### Artykuł ###

« Powrót do serwisu Moja Ostrołęka

Poniedziałek, 12 maja 2025 r., imieniny Pankracego, Dominika, Domiceli

Moja Ostrołęka

Archiwum artykułów

Lokalne podatki pójdą w górę?

Miasto chce podnieść podatek od nieruchomości aż o 9 proc. W tym celu została zwołana nadzwyczajna sesja rady miasta, która odbędzie się w środę 4 listopada. To nie koniec złych wiadomości. Ratusz chce także podnieść podatek od środków transportowych, również o 9 proc.

Ostatnia podwyżka podatku od nieruchomości była w 2004 r. Jak argumentuje ratusz od tego czasu stawki nie były podwyższane, mimo że we wskazanym okresie inflacja wyniosła blisko 30 proc.

Ponad 2 mln 300 tys. zł do budżetu
- Nakładanie na samorząd ciągle to nowych zadań zwiększających wydatki bez zmiany dotychczasowego systemu finansowania powoduje konieczność szukania dochodów m.in. poprzez odpowiednie ich kształtowanie z tytułu podatków i opłat lokalnych, w tym podatku od nieruchomości. W związku z powyższym proponuje się podwyższenie dotychczas obowiązujących stawek podatkowych o 9 proc. Dokonane zmiany spowodują wzrost dochodów do budżetu miasta na rok 2016 o ok. 2 mln zł - czytamy w uzasadnieniu do projektu uchwały.

I tak przykładowo podatek od budynków mieszkalnych miałby od 1 stycznia 2016 r. wzrosnąć z 0,49 zł do 0,53 zł za 1m kw. pow. użytkowej, a związanych z prowadzeniem działalności gospodarczej z 17,00 zł do 18,53 za 1m kw. pow. użytkowej. Podatek od gruntów związanych z prowadzeniem działalności gospodarczej z 0,63 zł do 0,69 zł za 1m kw. powierzchni.

W górę ma iść także od 1 stycznia 2016 r. podatek od środków transportowych. Ostatnia podwyżka miała miejsce również w 2004 r. (z wyjątkiem drobnych korekt). Te zmiany spowodują wzrost dochodów do budżetu miasta na rok 2016 r. o ok. 330 tys. zł. Argumentacja urzędu miasta jest praktycznie identyczna jak przy podatku od nieruchomości.

###

### Do wykonania
**a)** W którym roku, według artykułu o lokalnych podatkach, ostatnio podwyższono podatek od nieruchomości?
**b)** Wypisz z artykułu fragment od „Lokalne podatki pójdą” do „również o 9 proc.”.

### Wyodrębnione dane ###

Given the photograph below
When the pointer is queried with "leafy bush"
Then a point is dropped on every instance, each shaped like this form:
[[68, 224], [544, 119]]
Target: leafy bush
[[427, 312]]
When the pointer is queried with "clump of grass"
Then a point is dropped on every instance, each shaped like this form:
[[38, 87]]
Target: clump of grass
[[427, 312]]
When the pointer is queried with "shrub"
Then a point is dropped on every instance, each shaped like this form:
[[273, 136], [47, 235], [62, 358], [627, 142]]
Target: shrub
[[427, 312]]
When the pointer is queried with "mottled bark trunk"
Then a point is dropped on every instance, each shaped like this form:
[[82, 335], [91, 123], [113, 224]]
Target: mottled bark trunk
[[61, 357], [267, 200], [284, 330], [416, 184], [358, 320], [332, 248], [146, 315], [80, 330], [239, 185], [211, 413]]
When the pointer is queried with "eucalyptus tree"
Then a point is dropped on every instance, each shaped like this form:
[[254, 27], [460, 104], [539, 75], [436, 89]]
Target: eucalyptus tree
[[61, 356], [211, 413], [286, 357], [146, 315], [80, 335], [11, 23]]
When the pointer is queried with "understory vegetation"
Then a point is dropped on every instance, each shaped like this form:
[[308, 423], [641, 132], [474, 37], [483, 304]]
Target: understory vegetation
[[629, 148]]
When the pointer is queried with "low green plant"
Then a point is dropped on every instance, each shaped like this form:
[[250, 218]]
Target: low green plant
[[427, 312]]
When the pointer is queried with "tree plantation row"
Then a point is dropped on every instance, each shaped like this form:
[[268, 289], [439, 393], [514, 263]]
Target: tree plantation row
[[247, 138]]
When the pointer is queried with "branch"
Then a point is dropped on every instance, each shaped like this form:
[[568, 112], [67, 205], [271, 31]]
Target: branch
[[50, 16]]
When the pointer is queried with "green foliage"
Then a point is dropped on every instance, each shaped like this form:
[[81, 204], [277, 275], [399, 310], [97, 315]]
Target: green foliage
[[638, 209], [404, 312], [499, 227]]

###

### Odpowiedzi do ćwiczenia
**a)** W 2004 r.

**b)**
Lokalne podatki pójdą w górę?

Miasto chce podnieść podatek od nieruchomości aż o 9 proc. W tym celu została zwołana nadzwyczajna sesja rady miasta, która odbędzie się w środę 4 listopada. To nie koniec złych wiadomości. Ratusz chce także podnieść podatek od środków transportowych, również o 9 proc.